### Excerpted passage
[Start]
Docco is a little personal document management system we build on top of Apache's indexing and search engine Lucene.
The tool is able to index local hard drives and everything mounted into the local file system, such as Windows or Unix network drives. It scans for a number of different document formats and creates a database containing which words are contained in which documents.
This allows very fast lookup of keywords and other information like authors, title or location. The keywords used are generated from the bodies of the documents, such that no manual annotation is required.
Docco support the follwing formats:
· plain text
· OpenOffice/ StarOffice 6.0 documents
· Word (with POI plugin)
· Excel (with POI plugin)
· PDF (with PDFbox or Multivalent plugin)
· UNIX man pages (with Multivalent plugin)
Once an index is created, the query interface allows asking for any documents containing certain keywords and shows how these combine. Once a set of interesting documents is found, they can be selected and will be displayed as tree view, from which they can be opened in the default application.
[End]
### Supplied material
[Start]
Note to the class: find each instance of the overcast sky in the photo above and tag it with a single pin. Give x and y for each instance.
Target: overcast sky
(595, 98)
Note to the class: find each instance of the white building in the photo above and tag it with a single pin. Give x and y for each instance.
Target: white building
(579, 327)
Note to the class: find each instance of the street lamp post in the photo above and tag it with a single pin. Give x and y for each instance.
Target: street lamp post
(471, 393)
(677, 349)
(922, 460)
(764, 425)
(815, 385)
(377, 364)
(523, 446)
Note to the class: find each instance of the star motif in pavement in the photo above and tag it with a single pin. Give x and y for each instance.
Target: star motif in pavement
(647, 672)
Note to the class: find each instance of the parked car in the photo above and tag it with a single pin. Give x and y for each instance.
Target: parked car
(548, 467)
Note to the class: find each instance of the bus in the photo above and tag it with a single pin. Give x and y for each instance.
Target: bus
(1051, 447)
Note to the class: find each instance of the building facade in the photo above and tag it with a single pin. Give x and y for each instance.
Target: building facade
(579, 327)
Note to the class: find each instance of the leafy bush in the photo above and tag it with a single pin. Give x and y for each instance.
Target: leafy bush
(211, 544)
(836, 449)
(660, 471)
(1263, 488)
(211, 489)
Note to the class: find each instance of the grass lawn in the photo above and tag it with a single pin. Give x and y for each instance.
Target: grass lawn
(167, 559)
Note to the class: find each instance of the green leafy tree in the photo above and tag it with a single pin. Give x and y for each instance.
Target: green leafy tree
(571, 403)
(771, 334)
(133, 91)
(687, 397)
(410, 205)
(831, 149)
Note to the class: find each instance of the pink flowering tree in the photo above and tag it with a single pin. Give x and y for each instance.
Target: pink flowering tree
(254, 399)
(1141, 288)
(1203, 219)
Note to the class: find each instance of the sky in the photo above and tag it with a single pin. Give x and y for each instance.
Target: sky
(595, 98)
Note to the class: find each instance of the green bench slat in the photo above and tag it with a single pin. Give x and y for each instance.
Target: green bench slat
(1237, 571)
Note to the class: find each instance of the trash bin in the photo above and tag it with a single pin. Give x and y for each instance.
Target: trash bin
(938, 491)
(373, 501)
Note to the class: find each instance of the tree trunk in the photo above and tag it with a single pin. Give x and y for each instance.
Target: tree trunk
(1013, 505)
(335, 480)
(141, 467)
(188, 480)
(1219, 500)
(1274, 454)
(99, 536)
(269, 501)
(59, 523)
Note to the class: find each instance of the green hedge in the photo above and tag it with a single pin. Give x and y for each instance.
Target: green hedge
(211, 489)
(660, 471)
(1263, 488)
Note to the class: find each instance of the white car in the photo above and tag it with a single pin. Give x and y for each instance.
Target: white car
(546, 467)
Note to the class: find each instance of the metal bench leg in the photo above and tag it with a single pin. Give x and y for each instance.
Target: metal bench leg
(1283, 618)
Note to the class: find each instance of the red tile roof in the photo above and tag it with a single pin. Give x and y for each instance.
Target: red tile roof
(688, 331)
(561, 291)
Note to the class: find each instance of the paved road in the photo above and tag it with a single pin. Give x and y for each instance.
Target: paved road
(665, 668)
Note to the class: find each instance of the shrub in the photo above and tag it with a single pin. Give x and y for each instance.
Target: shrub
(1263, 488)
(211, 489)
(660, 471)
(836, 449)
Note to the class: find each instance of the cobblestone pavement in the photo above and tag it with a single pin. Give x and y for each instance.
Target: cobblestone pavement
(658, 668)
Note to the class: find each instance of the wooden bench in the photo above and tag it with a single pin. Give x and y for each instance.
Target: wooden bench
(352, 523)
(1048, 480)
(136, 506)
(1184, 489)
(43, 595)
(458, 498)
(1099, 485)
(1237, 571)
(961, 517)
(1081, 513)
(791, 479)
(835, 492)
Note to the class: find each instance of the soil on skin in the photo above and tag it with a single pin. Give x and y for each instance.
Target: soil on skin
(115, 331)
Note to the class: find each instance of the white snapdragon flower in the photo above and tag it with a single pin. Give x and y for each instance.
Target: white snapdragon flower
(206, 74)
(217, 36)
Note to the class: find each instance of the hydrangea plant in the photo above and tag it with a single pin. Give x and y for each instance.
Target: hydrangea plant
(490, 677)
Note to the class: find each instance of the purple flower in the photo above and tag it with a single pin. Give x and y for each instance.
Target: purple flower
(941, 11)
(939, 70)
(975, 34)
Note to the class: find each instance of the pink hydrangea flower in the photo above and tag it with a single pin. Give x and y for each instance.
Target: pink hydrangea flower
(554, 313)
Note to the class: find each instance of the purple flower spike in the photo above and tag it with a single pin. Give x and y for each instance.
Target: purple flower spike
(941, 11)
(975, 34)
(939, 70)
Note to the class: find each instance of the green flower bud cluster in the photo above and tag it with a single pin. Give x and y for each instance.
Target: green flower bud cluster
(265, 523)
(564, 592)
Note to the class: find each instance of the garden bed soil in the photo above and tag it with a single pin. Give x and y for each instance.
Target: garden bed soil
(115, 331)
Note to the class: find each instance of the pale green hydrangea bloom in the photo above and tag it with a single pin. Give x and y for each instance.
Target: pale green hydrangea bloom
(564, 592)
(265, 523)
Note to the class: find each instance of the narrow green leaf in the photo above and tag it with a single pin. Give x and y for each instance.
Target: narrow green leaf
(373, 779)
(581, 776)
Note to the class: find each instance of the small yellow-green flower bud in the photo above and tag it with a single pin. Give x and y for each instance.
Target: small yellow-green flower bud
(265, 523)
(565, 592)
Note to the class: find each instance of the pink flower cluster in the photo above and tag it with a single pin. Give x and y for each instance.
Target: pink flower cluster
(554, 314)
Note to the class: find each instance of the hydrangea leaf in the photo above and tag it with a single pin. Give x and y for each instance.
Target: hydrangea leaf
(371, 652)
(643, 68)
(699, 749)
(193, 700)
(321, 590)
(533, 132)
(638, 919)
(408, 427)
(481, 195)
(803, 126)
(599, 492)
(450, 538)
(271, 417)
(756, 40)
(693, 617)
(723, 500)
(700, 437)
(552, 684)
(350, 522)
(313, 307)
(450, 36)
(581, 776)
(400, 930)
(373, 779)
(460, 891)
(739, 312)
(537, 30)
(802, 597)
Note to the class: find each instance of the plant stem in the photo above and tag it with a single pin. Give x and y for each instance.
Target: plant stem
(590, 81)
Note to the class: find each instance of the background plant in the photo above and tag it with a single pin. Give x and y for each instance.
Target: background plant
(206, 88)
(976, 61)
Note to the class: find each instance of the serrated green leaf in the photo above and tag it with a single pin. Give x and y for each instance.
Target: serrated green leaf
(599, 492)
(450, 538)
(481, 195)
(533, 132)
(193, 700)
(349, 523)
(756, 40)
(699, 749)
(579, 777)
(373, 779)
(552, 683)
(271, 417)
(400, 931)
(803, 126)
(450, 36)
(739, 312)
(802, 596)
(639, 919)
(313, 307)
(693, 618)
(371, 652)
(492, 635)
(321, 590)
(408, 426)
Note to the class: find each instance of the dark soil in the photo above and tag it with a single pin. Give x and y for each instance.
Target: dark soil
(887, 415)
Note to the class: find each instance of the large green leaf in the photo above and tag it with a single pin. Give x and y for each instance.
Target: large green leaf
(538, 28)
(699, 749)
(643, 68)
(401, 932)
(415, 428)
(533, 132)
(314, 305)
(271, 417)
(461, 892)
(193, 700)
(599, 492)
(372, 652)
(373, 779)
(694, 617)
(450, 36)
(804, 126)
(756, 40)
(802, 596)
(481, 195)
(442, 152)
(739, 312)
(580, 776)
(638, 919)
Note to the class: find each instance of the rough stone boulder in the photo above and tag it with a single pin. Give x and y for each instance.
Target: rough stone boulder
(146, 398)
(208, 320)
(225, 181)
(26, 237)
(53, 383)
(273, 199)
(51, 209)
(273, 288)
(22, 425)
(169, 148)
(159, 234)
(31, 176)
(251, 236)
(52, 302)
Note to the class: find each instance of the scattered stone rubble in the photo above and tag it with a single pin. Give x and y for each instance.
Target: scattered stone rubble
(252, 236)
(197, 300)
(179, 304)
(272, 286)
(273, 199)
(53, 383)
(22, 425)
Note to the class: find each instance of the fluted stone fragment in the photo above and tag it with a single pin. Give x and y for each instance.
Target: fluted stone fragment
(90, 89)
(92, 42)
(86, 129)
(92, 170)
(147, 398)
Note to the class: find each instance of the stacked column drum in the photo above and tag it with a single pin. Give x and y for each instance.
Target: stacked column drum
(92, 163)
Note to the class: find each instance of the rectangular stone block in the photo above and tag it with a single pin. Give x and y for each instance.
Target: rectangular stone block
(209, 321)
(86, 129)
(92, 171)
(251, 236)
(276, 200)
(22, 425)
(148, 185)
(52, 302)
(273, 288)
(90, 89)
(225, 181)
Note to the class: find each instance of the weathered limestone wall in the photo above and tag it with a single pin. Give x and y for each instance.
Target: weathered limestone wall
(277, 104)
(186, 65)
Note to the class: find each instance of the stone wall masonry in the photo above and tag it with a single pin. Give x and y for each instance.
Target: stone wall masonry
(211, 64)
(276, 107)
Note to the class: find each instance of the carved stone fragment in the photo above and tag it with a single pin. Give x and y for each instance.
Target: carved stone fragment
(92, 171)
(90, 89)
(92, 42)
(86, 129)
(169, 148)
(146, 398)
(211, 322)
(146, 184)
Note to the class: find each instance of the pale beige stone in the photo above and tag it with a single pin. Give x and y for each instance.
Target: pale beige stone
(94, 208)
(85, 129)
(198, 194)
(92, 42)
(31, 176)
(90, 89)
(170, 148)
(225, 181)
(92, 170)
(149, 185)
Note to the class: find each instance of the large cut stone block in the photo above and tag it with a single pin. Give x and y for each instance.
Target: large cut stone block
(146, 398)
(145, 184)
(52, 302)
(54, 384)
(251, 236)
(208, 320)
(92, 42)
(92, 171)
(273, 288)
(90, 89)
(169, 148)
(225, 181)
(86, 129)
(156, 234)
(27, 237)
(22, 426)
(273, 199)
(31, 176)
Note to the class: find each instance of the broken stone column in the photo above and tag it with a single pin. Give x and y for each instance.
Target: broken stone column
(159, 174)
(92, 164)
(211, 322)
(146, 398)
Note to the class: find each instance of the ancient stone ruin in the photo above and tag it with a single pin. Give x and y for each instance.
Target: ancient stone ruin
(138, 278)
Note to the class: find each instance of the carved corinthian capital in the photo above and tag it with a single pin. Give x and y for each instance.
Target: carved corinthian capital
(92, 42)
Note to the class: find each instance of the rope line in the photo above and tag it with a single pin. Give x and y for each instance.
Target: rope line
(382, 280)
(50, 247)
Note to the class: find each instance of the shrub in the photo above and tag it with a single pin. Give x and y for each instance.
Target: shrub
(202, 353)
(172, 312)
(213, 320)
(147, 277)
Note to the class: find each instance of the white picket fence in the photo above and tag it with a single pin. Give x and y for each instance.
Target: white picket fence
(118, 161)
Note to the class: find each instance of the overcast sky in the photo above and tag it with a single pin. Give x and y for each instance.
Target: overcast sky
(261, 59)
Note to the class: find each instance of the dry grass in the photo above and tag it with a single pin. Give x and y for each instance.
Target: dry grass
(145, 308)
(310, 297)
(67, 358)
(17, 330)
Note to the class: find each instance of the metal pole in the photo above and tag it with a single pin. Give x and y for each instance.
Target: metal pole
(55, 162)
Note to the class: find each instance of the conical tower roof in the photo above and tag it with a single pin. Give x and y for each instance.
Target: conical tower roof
[End]
### Work instructions
• 1. From the Docco description, please print the passage that begins at the words "The tool is" and stops after "Word (with POI plugin)".
• 2. Return each line of the records that contains the string "plant". Case counts.

### Task results
• 1.
The tool is able to index local hard drives and everything mounted into the local file system, such as Windows or Unix network drives. It scans for a number of different document formats and creates a database containing which words are contained in which documents.
This allows very fast lookup of keywords and other information like authors, title or location. The keywords used are generated from the bodies of the documents, such that no manual annotation is required.
Docco support the follwing formats:
· plain text
· OpenOffice/ StarOffice 6.0 documents
· Word (with POI plugin)

• 2.
Note to the class: find each instance of the hydrangea plant in the photo above and tag it with a single pin. Give x and y for each instance.
Target: hydrangea plant
Note to the class: find each instance of the plant stem in the photo above and tag it with a single pin. Give x and y for each instance.
Target: plant stem
Note to the class: find each instance of the background plant in the photo above and tag it with a single pin. Give x and y for each instance.
Target: background plant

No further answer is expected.